WRITTEN PROBLEM:
Please copy the records below from the line containing "Wildlife camera-trap request: tag the blonde long" through the end of the records, keeping every request line unchanged. Multiply each point coordinate in the answers by 0.25, rounding to whole numbers with halves rounded up.

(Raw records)

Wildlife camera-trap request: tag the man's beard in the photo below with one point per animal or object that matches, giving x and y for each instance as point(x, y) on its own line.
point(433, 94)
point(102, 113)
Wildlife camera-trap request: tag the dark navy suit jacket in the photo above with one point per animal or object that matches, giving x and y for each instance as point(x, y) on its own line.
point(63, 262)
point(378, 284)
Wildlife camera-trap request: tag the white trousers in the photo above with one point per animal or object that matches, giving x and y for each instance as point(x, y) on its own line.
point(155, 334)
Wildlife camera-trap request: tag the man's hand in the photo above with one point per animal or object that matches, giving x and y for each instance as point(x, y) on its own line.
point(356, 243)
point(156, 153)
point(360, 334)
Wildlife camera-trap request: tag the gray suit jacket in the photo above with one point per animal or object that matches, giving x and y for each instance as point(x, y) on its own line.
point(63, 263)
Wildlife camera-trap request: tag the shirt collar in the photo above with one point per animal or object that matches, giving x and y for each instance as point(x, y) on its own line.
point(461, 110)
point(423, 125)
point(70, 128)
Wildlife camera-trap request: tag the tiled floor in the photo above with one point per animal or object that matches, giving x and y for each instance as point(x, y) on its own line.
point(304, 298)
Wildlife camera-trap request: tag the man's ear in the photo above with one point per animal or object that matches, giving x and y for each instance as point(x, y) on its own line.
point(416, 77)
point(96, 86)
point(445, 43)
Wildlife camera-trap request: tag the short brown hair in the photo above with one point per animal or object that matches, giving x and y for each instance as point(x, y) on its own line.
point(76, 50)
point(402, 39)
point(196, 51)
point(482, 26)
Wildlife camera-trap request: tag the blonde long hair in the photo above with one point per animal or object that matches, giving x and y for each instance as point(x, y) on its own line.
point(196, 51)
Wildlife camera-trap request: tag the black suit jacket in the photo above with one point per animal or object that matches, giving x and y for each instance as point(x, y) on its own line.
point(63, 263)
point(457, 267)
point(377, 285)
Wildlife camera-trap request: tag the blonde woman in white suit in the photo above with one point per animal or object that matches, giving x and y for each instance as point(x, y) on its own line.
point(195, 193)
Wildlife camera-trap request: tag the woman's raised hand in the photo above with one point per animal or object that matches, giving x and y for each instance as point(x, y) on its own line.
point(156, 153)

RESULT OF THIS EXERCISE:
Wildlife camera-trap request: tag the blonde long hair in the photo above with one point per animal or object that matches, giving x and y for each instance as point(x, y) on its own line.
point(49, 13)
Wildlife camera-trap request: tag the black suit jacket in the photo above with one point per animal or object that matches, giving x and y for each instance as point(x, y) on its own line.
point(16, 66)
point(114, 67)
point(94, 71)
Wildlife camera-trap request: tag the blonde woman in white suit in the photo above with one point per animal or object that matches, giving x and y for each instance as point(x, y) on its own line.
point(49, 48)
Wildlife camera-trap request: tag the woman's raised hand in the photo above with one point per animal or object that matches, giving x and y for each instance as point(x, y) on its own line.
point(39, 38)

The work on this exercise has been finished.